**作業依頼 A:** 村上中隊の文章のうち、「合同新聞 昭和19年5月3日付」から「し、内原訓練所へと向かった。」までを、両端を含めて一字も変えずに書き写してほしい。
**作業依頼 B:** 村上中隊の文章にある「壮行式後、後楽園で昼食、岡山神社参拝後、駅まで市中行進し、内原訓練所へと向かった。」という一文を英語に訳せ。
**作業依頼 C:** 村上中隊の文章を、最後の一文の後から書き進めよ。

**提示テキスト:**

悲劇の青春3
「悲劇の青春」

村上中隊

合同新聞 昭和19年5月3日付

 昭和19年2月20日、内山下国民学校で壮行式があった。村上中隊は、岡山市を含む県東部地域出身者で編成され、幹部5名、夫人2名、隊員208名。昭和4年、5年生まれが中心で、国民学校高等科卒業前に出発することになった。

 中隊長は、村上九六。幹部に山崎孝志先生(教務)。右手延夫先生(軍事)。高田恵人先生(農事)皆木衛先生(語学)の五名。

 壮行式後、後楽園で昼食、岡山神社参拝後、駅まで市中行進し、内原訓練所へと向かった。

 3ヵ月の内地訓練が、内原訓練所であった。所長は加藤完治であった。村上中隊は第25中隊として日輪営舎に入所し、そこでは「弥栄三唱」「やまとばたらき(日本体操)」や農耕・軍事教練・行軍訓練など精神・規律を徹底的に教えられた。

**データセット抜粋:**

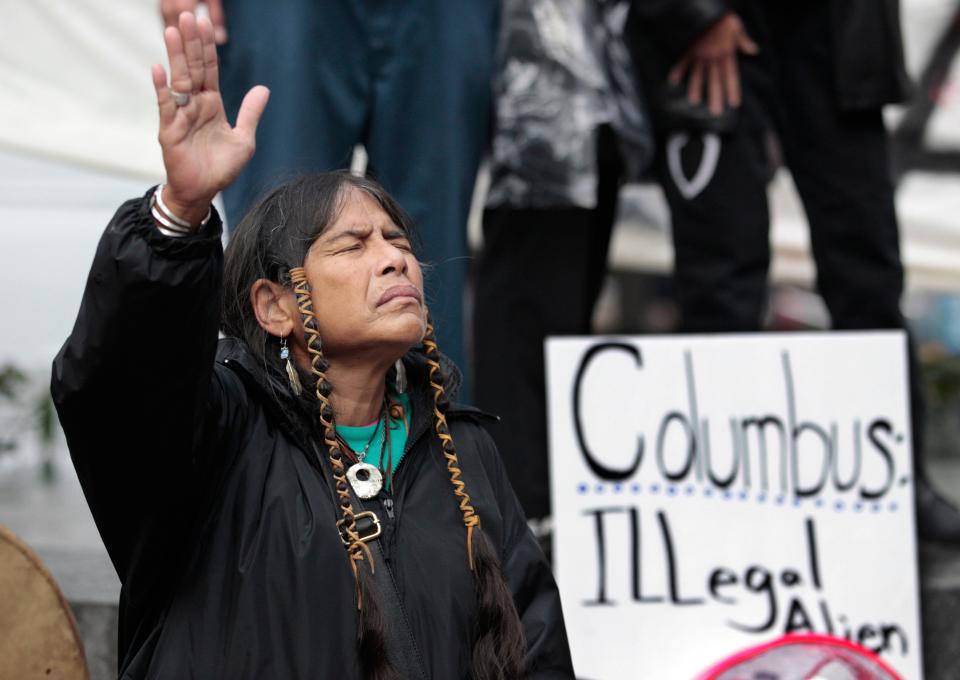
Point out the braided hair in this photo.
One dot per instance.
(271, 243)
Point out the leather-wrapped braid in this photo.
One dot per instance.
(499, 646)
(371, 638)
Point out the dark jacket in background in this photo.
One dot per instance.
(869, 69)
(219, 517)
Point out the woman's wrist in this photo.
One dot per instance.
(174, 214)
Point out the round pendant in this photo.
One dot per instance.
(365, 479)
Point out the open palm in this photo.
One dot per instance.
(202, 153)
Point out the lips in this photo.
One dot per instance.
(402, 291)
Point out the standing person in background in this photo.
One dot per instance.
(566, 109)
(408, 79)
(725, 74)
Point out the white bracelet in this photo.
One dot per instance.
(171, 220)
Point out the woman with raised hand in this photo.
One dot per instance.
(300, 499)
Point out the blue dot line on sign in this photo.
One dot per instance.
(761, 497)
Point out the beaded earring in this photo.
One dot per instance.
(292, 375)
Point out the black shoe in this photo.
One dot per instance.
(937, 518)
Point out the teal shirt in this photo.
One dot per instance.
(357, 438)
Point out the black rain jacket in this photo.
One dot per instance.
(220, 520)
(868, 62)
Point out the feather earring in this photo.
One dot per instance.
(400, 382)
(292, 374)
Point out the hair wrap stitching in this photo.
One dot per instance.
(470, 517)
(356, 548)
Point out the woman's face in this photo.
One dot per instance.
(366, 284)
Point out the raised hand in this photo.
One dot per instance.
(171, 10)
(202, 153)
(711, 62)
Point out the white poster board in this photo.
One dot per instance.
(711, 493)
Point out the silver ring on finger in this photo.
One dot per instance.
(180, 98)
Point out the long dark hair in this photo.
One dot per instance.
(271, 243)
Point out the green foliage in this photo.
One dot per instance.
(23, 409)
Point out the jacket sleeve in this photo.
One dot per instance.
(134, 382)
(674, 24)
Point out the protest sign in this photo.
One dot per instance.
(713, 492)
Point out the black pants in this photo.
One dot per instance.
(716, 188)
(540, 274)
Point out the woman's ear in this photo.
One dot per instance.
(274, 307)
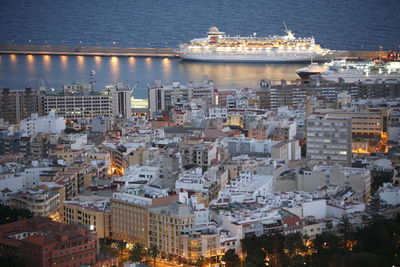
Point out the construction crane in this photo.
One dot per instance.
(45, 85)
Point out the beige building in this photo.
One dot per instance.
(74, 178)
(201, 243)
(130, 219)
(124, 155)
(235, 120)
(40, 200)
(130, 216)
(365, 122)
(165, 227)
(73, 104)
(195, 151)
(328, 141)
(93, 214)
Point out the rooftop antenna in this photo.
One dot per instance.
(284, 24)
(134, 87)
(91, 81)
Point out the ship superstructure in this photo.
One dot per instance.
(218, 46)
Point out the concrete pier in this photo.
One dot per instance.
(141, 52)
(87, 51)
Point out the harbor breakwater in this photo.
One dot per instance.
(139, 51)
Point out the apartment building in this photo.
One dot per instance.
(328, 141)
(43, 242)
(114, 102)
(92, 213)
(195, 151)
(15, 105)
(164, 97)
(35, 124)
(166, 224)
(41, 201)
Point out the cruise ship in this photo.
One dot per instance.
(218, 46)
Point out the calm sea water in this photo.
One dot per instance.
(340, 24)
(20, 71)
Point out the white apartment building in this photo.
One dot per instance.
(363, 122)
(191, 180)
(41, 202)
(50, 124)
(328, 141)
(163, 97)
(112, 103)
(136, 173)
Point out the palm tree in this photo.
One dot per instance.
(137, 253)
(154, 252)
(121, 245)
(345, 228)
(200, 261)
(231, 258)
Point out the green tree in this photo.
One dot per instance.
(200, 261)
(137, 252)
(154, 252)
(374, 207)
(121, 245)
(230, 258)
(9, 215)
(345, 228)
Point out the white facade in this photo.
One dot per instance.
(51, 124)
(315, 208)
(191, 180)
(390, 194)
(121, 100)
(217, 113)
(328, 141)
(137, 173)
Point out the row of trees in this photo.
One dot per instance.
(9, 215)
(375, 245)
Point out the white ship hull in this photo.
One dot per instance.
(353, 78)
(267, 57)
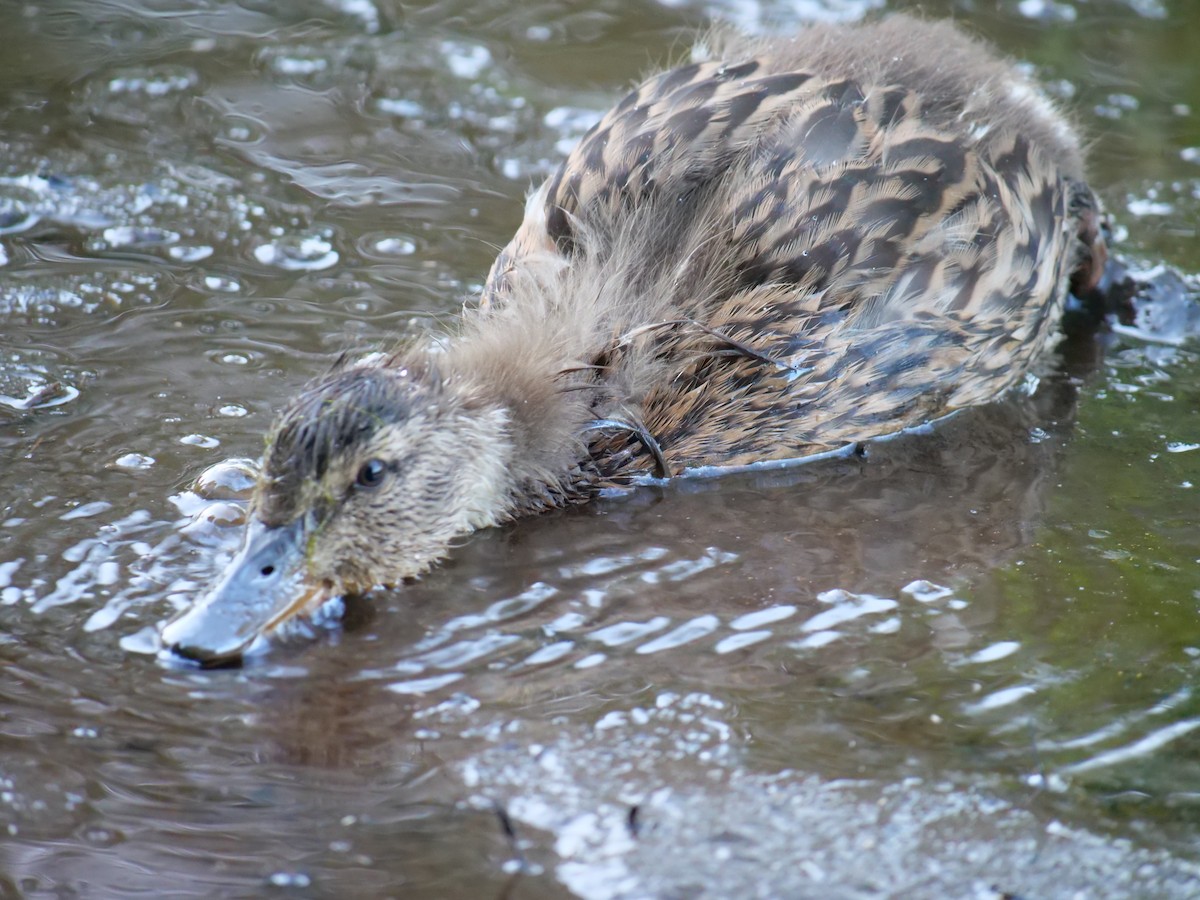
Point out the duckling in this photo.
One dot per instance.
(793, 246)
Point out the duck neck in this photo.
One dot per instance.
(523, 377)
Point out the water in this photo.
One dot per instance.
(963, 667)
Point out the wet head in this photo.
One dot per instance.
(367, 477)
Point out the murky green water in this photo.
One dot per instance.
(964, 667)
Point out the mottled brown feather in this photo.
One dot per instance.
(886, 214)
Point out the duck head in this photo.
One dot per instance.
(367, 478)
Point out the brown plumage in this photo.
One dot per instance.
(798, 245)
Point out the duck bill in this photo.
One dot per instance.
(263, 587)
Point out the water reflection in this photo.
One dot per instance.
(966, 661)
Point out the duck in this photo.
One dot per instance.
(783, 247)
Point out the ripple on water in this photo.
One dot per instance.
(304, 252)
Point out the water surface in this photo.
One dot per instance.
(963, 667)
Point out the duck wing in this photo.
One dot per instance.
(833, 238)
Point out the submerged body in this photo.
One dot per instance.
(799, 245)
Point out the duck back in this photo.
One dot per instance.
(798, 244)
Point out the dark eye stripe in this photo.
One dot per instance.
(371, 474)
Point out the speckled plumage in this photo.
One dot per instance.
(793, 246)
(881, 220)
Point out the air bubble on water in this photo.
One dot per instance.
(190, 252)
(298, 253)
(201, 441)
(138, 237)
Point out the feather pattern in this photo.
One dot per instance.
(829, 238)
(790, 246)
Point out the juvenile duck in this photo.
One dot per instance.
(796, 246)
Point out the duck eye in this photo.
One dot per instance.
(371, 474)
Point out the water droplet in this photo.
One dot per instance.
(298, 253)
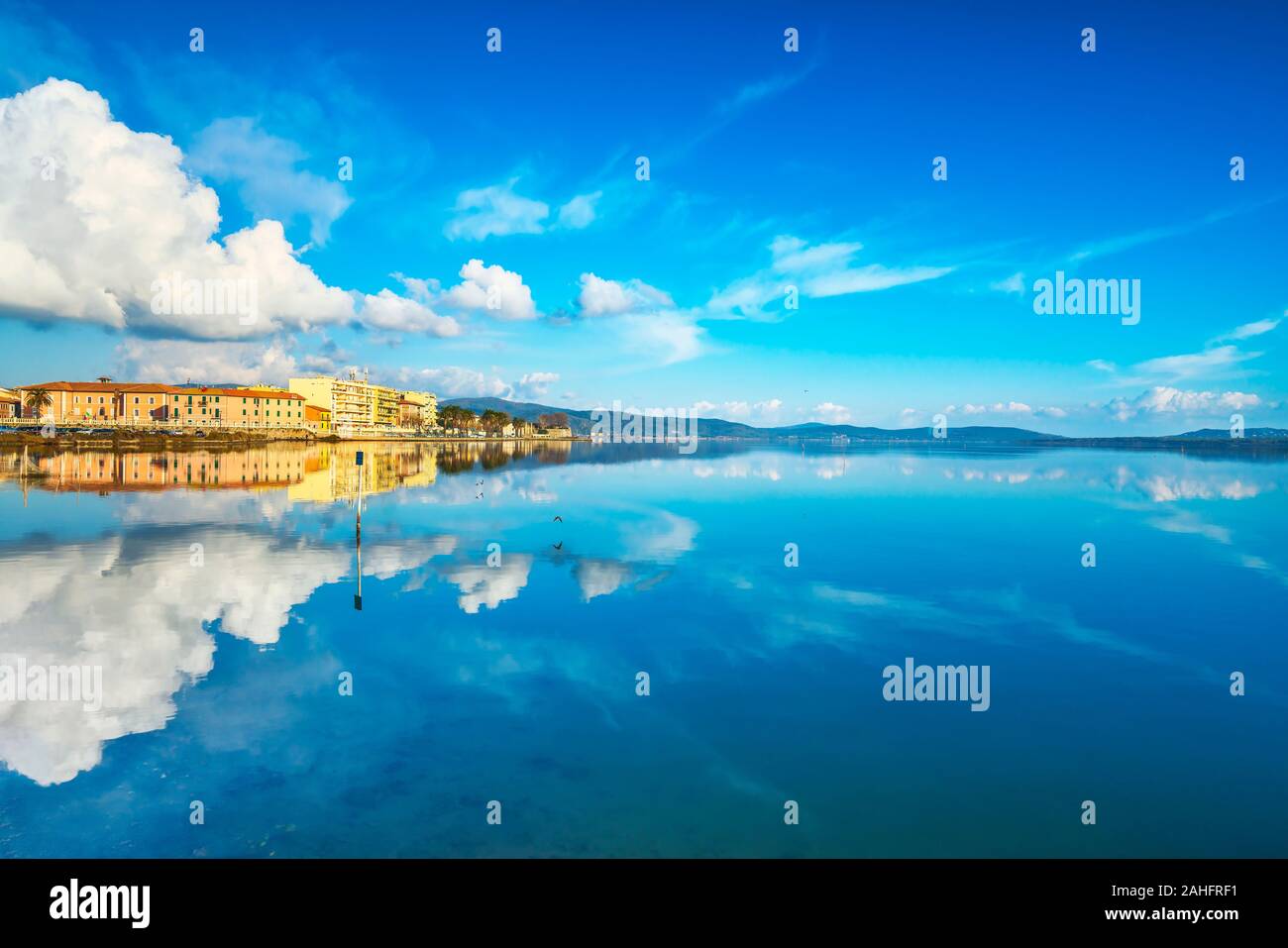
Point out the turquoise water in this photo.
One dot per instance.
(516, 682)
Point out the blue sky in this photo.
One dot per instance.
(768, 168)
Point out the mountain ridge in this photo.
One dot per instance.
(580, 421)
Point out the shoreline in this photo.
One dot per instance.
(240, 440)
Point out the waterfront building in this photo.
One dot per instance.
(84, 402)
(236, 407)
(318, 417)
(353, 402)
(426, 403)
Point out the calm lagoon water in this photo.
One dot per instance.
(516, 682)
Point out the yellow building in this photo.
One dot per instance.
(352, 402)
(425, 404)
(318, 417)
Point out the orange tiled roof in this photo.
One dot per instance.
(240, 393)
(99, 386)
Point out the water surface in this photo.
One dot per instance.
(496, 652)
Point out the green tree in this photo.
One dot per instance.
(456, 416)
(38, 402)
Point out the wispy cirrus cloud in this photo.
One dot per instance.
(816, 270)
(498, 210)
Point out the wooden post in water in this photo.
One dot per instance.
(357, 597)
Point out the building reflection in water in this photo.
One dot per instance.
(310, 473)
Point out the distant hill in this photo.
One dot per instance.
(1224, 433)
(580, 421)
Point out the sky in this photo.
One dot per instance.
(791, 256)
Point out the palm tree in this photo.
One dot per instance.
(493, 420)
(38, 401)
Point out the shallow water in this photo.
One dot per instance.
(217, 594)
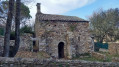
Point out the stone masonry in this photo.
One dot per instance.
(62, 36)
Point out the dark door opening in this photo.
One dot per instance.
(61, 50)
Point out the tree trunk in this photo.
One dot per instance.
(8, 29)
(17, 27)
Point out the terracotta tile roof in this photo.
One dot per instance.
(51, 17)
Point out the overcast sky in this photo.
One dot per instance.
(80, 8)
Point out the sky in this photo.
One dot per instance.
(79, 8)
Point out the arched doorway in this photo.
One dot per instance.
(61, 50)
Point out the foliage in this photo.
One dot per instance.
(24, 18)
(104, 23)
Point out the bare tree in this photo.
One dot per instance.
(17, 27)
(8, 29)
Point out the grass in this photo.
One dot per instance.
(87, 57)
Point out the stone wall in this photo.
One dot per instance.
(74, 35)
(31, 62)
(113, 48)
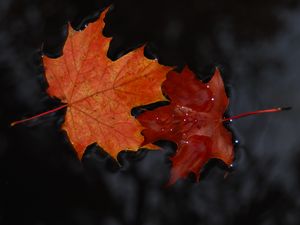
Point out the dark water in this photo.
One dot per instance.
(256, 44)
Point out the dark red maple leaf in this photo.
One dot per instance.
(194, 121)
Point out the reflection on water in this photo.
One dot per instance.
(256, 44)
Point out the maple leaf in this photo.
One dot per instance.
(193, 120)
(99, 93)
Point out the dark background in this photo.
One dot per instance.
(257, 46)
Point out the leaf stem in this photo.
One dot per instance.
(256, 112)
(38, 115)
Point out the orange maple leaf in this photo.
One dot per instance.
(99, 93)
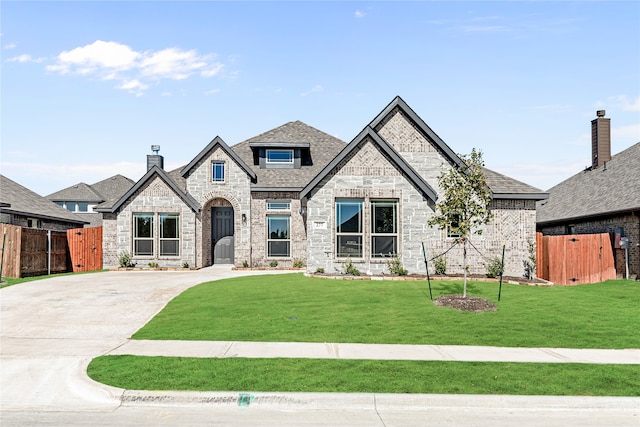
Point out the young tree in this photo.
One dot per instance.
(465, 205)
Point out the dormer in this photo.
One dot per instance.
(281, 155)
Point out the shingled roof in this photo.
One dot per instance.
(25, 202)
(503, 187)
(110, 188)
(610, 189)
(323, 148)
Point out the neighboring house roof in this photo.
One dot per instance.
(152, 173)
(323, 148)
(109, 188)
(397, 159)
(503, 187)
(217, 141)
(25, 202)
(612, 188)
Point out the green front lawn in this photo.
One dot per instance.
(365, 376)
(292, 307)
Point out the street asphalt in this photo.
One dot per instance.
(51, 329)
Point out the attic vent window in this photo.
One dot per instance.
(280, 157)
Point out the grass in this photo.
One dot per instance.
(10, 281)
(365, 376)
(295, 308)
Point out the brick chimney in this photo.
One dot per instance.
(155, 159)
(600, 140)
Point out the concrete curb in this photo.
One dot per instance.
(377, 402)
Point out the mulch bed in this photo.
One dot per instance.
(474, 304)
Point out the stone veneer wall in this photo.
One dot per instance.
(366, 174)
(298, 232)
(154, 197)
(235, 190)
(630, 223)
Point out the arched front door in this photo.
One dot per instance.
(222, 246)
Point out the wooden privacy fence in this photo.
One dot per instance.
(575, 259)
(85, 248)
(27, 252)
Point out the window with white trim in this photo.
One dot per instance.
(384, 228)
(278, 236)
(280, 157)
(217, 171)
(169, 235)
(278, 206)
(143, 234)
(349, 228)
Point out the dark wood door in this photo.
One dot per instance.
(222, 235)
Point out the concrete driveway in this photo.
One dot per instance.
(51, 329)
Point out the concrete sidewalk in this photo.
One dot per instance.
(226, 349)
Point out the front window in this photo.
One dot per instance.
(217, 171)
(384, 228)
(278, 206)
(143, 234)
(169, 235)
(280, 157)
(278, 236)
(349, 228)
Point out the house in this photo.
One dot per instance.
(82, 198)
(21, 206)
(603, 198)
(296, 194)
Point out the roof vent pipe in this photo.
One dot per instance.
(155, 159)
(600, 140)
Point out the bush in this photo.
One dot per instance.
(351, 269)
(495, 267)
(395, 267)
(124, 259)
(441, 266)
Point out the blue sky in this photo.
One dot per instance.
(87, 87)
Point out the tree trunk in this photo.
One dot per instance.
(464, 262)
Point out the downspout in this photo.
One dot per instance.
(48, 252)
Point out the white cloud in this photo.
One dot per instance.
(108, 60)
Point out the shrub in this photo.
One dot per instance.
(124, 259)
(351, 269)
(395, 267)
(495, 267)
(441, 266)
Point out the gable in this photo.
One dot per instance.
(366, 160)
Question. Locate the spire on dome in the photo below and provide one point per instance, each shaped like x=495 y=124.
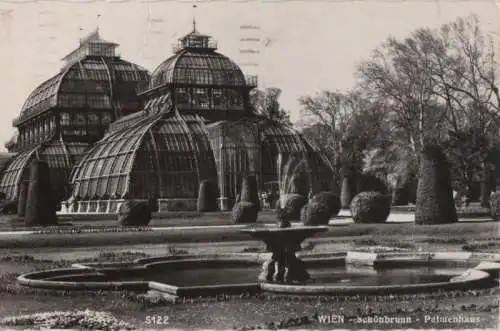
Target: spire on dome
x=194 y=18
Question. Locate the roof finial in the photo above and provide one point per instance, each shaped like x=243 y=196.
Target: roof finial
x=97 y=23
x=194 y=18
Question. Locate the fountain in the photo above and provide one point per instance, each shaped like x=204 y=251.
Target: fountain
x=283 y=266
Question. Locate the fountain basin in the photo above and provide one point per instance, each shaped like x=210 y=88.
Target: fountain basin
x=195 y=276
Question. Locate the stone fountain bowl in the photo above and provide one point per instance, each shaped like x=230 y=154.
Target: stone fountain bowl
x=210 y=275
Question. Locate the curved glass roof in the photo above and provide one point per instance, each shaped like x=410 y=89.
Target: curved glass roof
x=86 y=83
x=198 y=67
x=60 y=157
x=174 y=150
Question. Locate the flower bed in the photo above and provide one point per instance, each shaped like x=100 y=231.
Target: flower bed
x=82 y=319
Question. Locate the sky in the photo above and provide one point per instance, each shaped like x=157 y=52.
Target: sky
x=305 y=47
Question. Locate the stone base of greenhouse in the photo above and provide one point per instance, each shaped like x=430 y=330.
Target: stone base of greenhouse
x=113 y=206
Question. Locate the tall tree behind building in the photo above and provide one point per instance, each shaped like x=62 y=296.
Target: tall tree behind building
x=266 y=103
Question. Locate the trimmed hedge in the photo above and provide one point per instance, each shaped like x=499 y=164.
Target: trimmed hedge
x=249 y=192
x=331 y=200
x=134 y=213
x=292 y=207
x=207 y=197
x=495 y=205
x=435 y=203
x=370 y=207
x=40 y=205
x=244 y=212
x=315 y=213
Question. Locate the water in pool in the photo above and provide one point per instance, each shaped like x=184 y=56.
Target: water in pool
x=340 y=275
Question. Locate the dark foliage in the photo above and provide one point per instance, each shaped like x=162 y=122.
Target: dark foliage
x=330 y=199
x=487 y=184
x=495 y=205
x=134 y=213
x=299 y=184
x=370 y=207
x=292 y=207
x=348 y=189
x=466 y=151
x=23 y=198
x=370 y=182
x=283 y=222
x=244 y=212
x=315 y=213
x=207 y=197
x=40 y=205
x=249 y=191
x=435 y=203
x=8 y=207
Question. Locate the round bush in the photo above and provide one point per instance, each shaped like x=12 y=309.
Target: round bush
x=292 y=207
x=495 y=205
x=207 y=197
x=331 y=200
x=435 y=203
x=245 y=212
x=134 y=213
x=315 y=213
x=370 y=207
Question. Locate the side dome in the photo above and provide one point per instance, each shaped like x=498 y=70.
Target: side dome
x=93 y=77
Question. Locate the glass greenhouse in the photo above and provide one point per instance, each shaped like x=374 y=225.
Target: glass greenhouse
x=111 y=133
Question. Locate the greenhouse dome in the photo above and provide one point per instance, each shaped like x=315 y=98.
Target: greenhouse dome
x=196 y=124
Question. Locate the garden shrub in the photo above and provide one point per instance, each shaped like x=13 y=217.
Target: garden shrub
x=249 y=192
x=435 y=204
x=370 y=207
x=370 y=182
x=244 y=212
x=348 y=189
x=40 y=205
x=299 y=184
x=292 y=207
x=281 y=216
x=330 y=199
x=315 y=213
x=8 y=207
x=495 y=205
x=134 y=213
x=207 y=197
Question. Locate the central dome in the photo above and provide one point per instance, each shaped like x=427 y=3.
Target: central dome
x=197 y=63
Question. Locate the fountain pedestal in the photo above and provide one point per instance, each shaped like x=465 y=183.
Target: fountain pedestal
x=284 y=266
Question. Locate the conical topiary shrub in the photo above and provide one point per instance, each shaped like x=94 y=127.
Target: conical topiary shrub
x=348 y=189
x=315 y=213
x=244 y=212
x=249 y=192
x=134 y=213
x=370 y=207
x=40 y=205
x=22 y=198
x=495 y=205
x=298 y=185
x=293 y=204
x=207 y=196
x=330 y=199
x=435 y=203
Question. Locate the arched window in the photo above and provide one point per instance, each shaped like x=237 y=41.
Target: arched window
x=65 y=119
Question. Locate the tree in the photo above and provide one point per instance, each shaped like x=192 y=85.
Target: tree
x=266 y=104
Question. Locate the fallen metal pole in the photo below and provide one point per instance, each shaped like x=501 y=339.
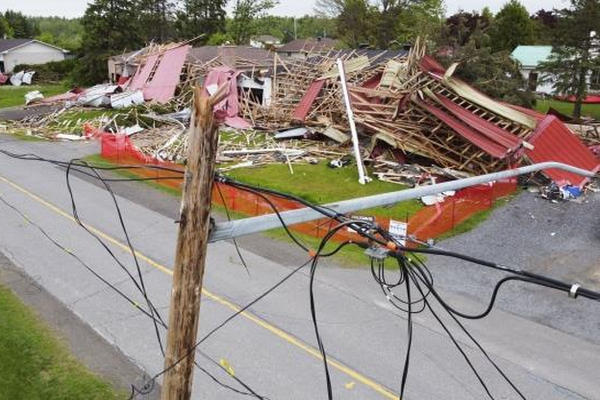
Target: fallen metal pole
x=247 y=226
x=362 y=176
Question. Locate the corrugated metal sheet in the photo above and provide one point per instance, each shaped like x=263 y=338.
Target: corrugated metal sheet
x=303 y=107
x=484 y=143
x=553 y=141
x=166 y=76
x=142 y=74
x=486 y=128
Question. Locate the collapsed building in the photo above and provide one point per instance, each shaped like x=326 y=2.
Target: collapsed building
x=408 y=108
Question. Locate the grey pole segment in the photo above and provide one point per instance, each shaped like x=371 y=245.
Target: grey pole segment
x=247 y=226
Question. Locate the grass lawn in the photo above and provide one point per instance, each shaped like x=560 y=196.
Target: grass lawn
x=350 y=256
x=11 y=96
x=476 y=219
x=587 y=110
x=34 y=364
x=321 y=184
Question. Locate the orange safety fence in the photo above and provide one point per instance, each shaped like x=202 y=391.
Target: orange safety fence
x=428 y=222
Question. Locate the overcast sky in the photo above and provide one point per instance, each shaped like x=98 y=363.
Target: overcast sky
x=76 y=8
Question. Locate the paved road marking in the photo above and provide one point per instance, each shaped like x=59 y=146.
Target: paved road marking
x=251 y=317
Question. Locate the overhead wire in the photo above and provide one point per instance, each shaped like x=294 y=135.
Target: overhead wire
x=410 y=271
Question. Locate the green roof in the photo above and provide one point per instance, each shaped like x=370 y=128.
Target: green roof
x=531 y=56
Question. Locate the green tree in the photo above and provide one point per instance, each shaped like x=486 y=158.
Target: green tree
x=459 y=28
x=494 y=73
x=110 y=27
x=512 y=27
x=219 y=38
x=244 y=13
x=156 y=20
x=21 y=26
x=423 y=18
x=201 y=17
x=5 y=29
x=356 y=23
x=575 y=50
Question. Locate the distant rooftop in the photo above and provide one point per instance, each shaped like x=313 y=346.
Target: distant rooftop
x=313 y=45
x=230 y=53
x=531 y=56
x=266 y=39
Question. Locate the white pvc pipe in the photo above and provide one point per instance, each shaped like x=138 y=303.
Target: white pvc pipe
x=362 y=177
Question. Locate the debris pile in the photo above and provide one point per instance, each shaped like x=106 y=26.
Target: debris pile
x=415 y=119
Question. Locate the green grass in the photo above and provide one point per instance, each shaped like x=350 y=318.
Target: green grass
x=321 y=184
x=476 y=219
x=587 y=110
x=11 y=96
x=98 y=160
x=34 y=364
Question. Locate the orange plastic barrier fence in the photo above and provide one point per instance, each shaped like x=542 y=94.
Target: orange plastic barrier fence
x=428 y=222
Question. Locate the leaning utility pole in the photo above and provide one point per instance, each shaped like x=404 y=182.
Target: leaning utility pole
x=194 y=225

**回答文 A:**
合同新聞 昭和19年5月3日付

 昭和19年2月20日、内山下国民学校で壮行式があった。村上中隊は、岡山市を含む県東部地域出身者で編成され、幹部5名、夫人2名、隊員208名。昭和4年、5年生まれが中心で、国民学校高等科卒業前に出発することになった。

 中隊長は、村上九六。幹部に山崎孝志先生(教務)。右手延夫先生(軍事)。高田恵人先生(農事)皆木衛先生(語学)の五名。

 壮行式後、後楽園で昼食、岡山神社参拝後、駅まで市中行進し、内原訓練所へと向かった。

**回答文 B:** After the send-off ceremony, they had lunch at Korakuen, visited Okayama Shrine, marched through the city to the station, and set off for the Uchihara Training Center.

**回答文 C:**
 5月20日、渡満壮行式後、東京(宮城遥拝)、新潟港、羅津経由で、勃利へと向かった。5月下旬、勃利大茄子訓練所に、第2大隊第4中隊として、先輩 長野中隊後の営舎に入所した。

 農作業としては、大豆、ジャガイモ、白菜、キャベツ、トマトを植え、その除草作業が大変だった。収穫作業やその貯蔵と多忙な季節を送った。秋は、羊草(ヤンソウ)を刈った。零下20〜30度にも下がる冬は、山への伐採作業とその運搬作業があった。また、苛酷な軍事教練は、厳冬下でも昼夜おこなわれた。 こうした1年間の訓練生活で、大茄子訓練所で16名が、また重症ということで哈爾濱義勇隊中央病院へ送られて死亡した隊員3名。都合19名が、犠牲になっている。原因は、発疹チフス、アメ−バ赤痢、凍傷、屯墾病、下痢、栄養失調などであった。

 昭和20年になると、関東軍から動員要請があった。3月に、関東軍第380部隊・軍馬育成所(大連周水子)に3名。5月に、関東軍第119部隊・南満造兵廠(文官屯)へ31名。6月に満州飛行機製造会社(奉天)へ101名。大茄子訓練所には、残留部隊が30名残っただけである。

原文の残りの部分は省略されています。